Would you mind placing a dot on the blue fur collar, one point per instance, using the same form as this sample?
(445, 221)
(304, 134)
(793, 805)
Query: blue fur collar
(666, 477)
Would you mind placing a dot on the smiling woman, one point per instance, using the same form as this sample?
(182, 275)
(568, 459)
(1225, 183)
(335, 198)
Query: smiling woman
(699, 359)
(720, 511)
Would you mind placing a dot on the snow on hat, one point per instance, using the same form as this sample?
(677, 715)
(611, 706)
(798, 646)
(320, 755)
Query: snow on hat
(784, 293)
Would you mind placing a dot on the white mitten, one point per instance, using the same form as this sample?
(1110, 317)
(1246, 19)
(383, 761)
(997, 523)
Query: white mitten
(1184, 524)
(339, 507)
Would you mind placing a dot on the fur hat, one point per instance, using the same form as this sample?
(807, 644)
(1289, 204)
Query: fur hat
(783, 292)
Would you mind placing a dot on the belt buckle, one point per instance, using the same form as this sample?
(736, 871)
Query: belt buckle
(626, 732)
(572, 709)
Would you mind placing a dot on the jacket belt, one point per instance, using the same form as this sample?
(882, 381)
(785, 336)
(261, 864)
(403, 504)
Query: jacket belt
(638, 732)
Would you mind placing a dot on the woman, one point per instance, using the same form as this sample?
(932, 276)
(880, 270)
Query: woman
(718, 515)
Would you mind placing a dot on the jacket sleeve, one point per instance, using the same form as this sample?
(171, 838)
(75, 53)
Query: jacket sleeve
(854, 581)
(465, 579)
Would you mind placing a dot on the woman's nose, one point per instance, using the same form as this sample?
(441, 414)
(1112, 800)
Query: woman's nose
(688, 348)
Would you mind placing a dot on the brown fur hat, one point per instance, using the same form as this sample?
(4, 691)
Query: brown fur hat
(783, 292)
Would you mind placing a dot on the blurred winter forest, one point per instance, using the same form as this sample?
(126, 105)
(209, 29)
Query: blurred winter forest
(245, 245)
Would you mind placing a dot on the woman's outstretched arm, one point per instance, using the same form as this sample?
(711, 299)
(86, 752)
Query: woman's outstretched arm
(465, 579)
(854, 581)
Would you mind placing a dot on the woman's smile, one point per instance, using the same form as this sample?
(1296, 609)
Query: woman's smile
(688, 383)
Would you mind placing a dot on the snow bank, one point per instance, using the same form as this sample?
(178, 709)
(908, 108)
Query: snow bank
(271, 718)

● Problem requirements
Repeat the whole listing above without any change.

● Result
Would you mind placing a dot on the blue fur collar, one point per instance, using the same form as this sample?
(445, 221)
(304, 134)
(793, 805)
Query: blue fur collar
(666, 477)
Would you mind placing a dot on the smiling woman, one point per instance, using the same form as this sample?
(182, 275)
(568, 459)
(1225, 183)
(335, 198)
Query: smiling woman
(699, 359)
(720, 511)
Would you mind placing a dot on the snow on hat, one point per instance, using the same form as this sample?
(677, 715)
(611, 706)
(798, 646)
(320, 755)
Query: snow on hat
(784, 293)
Would you mind placing a dot on the white mitten, one point per instance, using the same form as this sample?
(1110, 317)
(1246, 19)
(383, 761)
(997, 523)
Query: white mitten
(1184, 524)
(339, 507)
Would you mind placing a dot on the fur hat, one point per instance, using the same form as this sample?
(807, 644)
(1289, 204)
Query: fur hat
(783, 292)
Would you mind placing a dot on the belt buckle, one point per instance, using the same form as this sample?
(736, 871)
Query: belt buckle
(626, 732)
(572, 709)
Would you mind placing a dot on the jacket belt, one point per instance, using the same form as this sample?
(882, 381)
(785, 336)
(261, 864)
(403, 504)
Query: jacket belt
(638, 732)
Would you mind placing a dot on the woman, one point per instance, using the same form as this sample?
(932, 276)
(880, 270)
Query: woman
(718, 515)
Would you mind placing a dot on the jacket sleeve, one point per instance, using the same form as this sample?
(171, 838)
(75, 53)
Query: jacket sleeve
(854, 581)
(465, 579)
Would you mind placing a dot on the woman's nose, one point per instance, using the same form as this sample?
(441, 414)
(1112, 800)
Query: woman's nose
(688, 348)
Would you mind placing a dot on the brown fur hat, one point per instance, using the same form as this sample?
(4, 691)
Query: brown fur hat
(783, 292)
Would you mind placing a dot on the blurred winter forest, one point per instance, using the same form as this sample?
(126, 105)
(209, 29)
Query: blurred winter forest
(245, 245)
Would you mind placing a dot on the woman's outstretched arm, one point per instance, using the same form as this sample?
(711, 299)
(86, 752)
Query: woman's outstretched arm
(465, 579)
(854, 581)
Would you mind placing a dot on the woman's smile, one point per instance, using the same form as this sample?
(1296, 609)
Query: woman's smile
(688, 383)
Would you mind placing a dot on the snow bank, one point per instance, using the same form as this sample?
(178, 709)
(908, 108)
Query: snow bank
(271, 718)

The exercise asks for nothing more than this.